### Action item
Some entries follow. Reproduce exactly the lines starting at the one with "Objective — for every instance of the bridge" and stopping after the one with "Objective — for every instance of the dark".

### Task data
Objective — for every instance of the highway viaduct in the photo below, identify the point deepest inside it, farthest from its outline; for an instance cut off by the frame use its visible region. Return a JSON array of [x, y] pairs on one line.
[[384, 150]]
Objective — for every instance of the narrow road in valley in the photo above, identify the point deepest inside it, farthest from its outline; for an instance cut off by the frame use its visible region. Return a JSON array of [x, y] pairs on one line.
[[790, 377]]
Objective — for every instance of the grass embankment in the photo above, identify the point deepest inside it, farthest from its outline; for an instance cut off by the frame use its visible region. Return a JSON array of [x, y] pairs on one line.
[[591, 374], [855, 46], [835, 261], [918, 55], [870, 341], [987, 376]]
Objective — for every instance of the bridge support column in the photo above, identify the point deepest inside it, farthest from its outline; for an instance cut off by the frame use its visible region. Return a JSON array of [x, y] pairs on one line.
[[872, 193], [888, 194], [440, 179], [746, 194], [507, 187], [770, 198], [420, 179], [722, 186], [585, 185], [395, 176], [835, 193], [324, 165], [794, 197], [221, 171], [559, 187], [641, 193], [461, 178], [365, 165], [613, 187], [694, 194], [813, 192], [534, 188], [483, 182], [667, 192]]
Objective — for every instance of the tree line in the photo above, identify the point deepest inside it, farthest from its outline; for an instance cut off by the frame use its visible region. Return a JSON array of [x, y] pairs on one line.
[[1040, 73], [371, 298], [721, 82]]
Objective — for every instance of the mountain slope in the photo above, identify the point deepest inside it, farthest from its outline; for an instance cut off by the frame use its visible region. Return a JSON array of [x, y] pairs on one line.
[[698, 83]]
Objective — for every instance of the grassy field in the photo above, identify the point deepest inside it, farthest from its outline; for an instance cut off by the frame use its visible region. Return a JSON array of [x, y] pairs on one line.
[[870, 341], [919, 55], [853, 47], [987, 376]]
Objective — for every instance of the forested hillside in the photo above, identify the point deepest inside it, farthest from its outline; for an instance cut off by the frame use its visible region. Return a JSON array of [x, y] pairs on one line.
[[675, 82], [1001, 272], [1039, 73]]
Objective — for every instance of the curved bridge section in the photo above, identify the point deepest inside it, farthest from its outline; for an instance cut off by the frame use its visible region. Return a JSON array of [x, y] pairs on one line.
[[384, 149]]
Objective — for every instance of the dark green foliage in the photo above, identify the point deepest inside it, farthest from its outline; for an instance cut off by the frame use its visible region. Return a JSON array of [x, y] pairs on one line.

---

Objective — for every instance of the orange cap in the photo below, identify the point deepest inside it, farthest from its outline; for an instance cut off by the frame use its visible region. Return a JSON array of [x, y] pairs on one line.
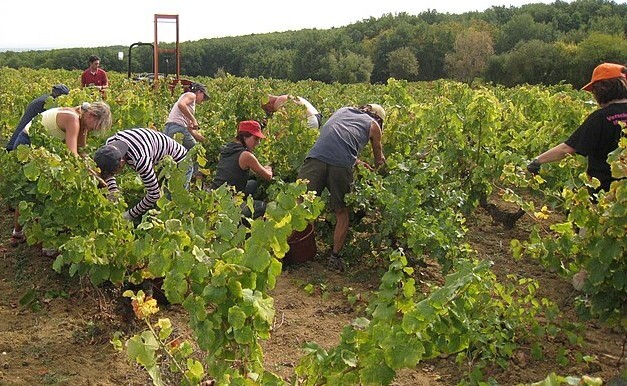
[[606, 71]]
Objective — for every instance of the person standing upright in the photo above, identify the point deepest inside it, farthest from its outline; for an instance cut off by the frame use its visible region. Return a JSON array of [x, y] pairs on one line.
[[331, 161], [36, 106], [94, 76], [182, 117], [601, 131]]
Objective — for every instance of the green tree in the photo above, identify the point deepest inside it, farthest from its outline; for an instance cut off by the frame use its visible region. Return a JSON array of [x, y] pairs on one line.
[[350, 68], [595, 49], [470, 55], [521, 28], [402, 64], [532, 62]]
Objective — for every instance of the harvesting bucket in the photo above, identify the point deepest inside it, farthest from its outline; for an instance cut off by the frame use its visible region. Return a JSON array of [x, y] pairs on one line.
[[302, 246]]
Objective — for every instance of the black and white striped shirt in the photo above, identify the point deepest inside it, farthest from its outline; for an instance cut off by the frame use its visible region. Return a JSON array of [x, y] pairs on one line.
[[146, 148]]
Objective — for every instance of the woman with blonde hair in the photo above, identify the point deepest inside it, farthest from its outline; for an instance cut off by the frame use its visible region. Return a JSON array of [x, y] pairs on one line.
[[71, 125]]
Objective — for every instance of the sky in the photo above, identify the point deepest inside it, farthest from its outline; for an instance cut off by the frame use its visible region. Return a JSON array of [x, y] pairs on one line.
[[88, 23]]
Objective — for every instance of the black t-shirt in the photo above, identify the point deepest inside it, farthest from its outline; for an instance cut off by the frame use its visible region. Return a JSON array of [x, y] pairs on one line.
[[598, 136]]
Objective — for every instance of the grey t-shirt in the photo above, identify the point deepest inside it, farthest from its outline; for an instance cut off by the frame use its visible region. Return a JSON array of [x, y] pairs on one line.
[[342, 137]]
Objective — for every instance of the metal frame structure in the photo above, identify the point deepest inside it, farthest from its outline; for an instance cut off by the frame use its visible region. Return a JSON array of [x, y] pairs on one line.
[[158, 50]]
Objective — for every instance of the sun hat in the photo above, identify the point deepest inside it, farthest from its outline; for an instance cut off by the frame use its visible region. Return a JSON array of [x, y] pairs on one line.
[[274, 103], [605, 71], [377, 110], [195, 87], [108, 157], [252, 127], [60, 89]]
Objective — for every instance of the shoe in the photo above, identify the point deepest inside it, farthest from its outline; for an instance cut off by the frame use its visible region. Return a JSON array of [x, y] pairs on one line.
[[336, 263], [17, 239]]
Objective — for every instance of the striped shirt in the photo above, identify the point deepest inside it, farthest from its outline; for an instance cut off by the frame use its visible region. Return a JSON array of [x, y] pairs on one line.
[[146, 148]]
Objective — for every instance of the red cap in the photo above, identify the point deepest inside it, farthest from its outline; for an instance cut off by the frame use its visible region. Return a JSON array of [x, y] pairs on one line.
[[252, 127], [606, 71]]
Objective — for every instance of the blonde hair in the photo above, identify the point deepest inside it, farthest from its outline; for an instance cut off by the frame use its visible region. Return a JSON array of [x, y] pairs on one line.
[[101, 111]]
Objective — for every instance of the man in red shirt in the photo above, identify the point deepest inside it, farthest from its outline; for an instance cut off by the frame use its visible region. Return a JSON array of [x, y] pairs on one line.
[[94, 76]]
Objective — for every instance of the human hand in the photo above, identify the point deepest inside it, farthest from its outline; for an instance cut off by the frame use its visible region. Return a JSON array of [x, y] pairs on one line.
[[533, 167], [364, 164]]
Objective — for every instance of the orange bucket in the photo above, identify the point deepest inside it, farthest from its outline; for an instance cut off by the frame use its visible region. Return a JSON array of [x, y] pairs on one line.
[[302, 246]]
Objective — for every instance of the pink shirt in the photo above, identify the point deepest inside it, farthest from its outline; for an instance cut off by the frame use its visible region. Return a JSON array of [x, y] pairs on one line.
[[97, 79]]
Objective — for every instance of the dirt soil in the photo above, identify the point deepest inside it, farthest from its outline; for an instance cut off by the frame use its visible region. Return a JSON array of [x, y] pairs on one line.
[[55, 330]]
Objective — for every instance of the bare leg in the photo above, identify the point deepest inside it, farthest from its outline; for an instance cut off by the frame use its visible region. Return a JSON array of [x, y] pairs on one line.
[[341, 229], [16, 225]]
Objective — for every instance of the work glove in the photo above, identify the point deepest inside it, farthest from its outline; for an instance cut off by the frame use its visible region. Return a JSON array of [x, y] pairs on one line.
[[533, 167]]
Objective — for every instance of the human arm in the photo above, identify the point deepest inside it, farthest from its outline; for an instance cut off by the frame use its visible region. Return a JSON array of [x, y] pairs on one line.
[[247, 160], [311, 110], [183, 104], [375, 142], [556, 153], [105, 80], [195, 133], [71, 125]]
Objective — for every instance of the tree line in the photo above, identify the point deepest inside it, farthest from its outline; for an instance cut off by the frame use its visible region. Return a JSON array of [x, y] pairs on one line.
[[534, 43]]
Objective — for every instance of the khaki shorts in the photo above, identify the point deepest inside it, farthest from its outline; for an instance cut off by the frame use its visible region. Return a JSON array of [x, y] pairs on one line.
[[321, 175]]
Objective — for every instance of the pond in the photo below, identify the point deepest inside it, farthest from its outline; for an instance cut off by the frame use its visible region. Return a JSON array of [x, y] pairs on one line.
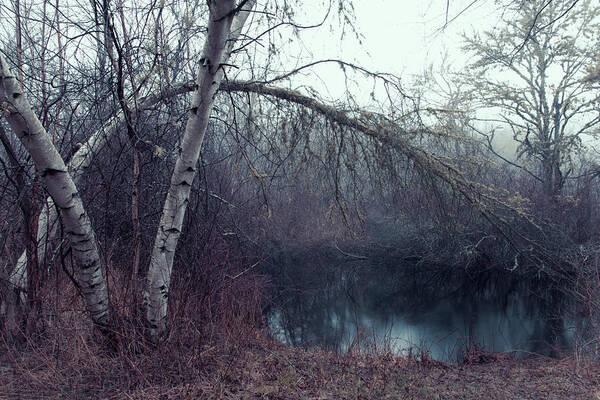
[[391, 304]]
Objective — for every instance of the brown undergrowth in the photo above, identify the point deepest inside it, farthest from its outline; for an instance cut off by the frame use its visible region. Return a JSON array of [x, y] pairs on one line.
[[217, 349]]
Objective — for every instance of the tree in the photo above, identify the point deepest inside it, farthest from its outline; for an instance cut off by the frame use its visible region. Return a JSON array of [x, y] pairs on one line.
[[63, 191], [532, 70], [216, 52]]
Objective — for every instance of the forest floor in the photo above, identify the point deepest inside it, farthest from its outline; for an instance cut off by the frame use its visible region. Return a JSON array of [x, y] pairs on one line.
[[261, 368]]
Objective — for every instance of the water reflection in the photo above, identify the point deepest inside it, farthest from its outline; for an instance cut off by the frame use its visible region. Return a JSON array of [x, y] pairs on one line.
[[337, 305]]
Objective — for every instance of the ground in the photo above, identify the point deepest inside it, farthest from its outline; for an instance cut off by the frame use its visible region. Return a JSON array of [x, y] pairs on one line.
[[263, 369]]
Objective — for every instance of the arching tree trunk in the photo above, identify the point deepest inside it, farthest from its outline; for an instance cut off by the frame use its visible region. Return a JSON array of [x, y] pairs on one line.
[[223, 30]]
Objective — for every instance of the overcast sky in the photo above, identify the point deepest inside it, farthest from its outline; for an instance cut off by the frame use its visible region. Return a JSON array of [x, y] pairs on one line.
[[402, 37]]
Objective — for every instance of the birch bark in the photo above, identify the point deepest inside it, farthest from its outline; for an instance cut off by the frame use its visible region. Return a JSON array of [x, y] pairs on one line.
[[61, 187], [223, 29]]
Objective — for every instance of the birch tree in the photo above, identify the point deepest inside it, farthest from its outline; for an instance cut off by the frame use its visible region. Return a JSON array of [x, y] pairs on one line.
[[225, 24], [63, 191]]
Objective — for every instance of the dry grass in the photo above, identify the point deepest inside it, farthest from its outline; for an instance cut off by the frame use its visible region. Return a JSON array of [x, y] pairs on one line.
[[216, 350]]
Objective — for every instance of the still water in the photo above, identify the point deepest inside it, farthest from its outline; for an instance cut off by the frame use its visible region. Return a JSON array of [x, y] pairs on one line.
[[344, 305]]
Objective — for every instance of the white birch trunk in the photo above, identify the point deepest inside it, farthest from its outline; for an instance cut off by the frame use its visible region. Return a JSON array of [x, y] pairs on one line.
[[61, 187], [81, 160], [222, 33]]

### Answer
Objective — for every instance of the bridge support column in the photo above, identify the point deepest inside it, farthest from its outline; for an instance cut off by the frame use its visible region. Return a JSON array of [x, y] pairs on one line.
[[872, 193], [888, 194], [440, 179], [746, 194], [507, 187], [770, 198], [420, 179], [722, 186], [585, 185], [395, 176], [835, 193], [324, 165], [794, 197], [221, 171], [559, 187], [641, 193], [461, 178], [365, 165], [613, 187], [694, 194], [813, 192], [534, 188], [483, 182], [667, 192]]
Objective — for every instance of the tree line in the photo above, identify the point deepest inside it, farthest from its outline; for an instance cut off by the frame use its visible region. Return a JSON array of [x, y] pairs on one line.
[[1040, 73], [371, 298], [721, 82]]
Objective — for every instance of the mountain slope in the photo above, identify the point deepest inside it, farthest from its outline; for an instance cut off by the frame use its visible region. Return a JSON array of [x, y] pairs on one line.
[[698, 83]]
Objective — for every instance of the grassy field in the photo above, identify the point deepest inside it, farthest from its outline; for an instance cut off by the frame use its visible region. Return a JSON array of [x, y] pairs on one line.
[[870, 341], [919, 55], [853, 47], [987, 376]]
Objective — for every instance of the forested hillside in the photo above, identify the point deepest inside it, farthest from its outline; for an instance cut off by the frame use its visible region. Return a JSON array of [x, y] pairs on one line.
[[675, 82], [1001, 272], [1039, 73]]
Objective — for every instance of the curved bridge section in the photo above, identify the point deepest inside it, farthest from its outline; for an instance cut off by the frame use its visible region. Return a JSON array of [x, y] pairs on one line.
[[384, 149]]
Objective — for every instance of the dark green foliage in the photo above, identify the point deepest inside it, farthest from its outline; for an instance cut off by the frame use its visible region. Return a JSON array of [x, y] pairs on one line.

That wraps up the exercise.